---- Фрагмент страницы

(Из воспоминаний о нём)
Источник текста: "Русское Богатство", 1912, 9, с. 221-224.
Познакомился я с Николаем Фёдоровичем Анненским зимой 1897-8 года. "Да мы давно знакомы", -- с шутливой улыбкой сказал мне Н. Ф. при первой встрече у Короленка. -- "Помните, когда вам было пять лет, а может быть и меньше, я жил студентом на кондициях у вашего деда в деревне? -- Ваш отец тогда приезжал с двумя своими сыновьями -- одним из них, конечно, были Вы". Разумеется, я этого не помнил, но приветливая, брызжущая весёлым юмором фигура симпатичного старика, тут же разразившегося широким заразительным смехом, сразу как-то запала в душу. "Знаете что, продолжал Ник. Фёд., мы сделаем вид, как будто вы это помните, что мы давно знакомы. Милости просим ко мне во всякое время". И, действительно, отношения сразу установились как бы на почве очень давнего и прочного знакомства. Было в Николае Фёдоровиче что-то близкое, родное, что сразу располагало к нему, и, встретив этого человека, нельзя было с ним расстаться.

--------
---- Записанные данные

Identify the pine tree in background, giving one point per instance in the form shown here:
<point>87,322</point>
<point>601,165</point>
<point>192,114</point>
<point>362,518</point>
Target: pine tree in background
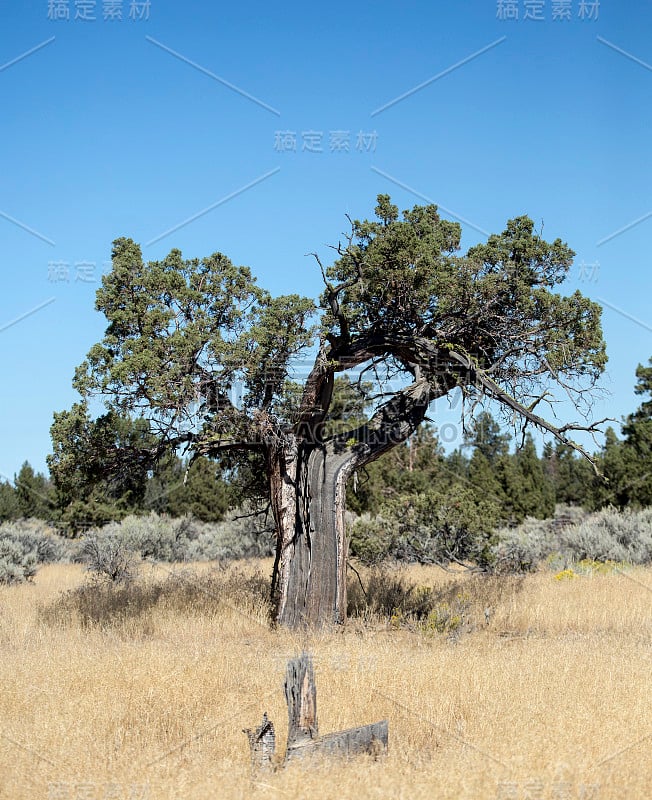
<point>34,494</point>
<point>9,508</point>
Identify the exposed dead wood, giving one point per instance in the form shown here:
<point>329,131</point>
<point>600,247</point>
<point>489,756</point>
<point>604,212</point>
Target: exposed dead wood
<point>303,729</point>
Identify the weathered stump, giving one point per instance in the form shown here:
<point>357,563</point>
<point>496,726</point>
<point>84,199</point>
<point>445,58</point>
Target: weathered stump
<point>303,729</point>
<point>262,744</point>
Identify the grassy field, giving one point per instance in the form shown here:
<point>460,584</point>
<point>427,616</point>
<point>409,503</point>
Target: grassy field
<point>549,698</point>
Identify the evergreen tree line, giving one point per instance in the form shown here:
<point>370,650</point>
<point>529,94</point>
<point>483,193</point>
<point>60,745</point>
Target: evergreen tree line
<point>480,485</point>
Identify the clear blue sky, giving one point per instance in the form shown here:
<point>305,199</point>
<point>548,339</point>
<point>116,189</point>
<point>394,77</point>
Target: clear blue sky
<point>108,133</point>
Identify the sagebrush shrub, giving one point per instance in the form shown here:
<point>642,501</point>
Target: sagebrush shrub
<point>108,556</point>
<point>26,543</point>
<point>110,604</point>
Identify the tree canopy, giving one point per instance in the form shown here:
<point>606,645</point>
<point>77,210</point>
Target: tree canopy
<point>202,354</point>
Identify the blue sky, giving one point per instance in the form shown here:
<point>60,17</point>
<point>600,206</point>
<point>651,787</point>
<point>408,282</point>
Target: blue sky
<point>131,127</point>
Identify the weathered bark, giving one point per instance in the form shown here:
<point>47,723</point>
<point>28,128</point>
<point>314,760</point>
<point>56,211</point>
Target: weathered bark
<point>310,570</point>
<point>304,740</point>
<point>262,744</point>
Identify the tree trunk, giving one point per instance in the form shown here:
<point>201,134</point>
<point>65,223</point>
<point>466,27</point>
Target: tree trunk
<point>311,555</point>
<point>308,483</point>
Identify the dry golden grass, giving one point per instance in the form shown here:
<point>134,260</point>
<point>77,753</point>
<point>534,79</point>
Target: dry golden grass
<point>550,699</point>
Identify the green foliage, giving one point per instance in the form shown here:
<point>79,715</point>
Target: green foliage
<point>198,490</point>
<point>429,527</point>
<point>9,508</point>
<point>33,493</point>
<point>99,467</point>
<point>571,476</point>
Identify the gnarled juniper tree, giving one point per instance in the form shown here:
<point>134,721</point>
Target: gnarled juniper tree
<point>399,299</point>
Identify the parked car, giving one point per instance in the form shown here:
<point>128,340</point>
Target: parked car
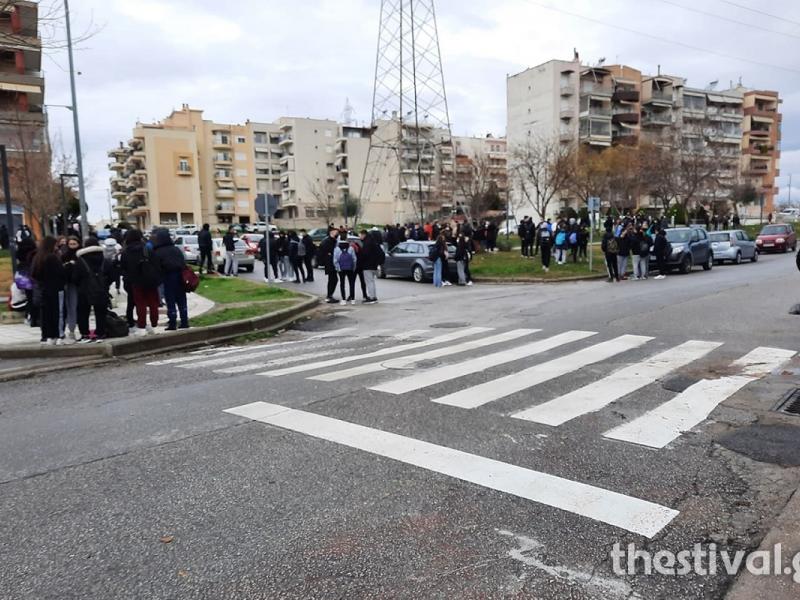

--------

| Цель задания |
Верните весь фрагмент страницы дословно, без каких-либо изменений. Используйте только фрагмент страницы.

| Решение задания |
(Из воспоминаний о нём)
Источник текста: "Русское Богатство", 1912, 9, с. 221-224.
Познакомился я с Николаем Фёдоровичем Анненским зимой 1897-8 года. "Да мы давно знакомы", -- с шутливой улыбкой сказал мне Н. Ф. при первой встрече у Короленка. -- "Помните, когда вам было пять лет, а может быть и меньше, я жил студентом на кондициях у вашего деда в деревне? -- Ваш отец тогда приезжал с двумя своими сыновьями -- одним из них, конечно, были Вы". Разумеется, я этого не помнил, но приветливая, брызжущая весёлым юмором фигура симпатичного старика, тут же разразившегося широким заразительным смехом, сразу как-то запала в душу. "Знаете что, продолжал Ник. Фёд., мы сделаем вид, как будто вы это помните, что мы давно знакомы. Милости просим ко мне во всякое время". И, действительно, отношения сразу установились как бы на почве очень давнего и прочного знакомства. Было в Николае Фёдоровиче что-то близкое, родное, что сразу располагало к нему, и, встретив этого человека, нельзя было с ним расстаться.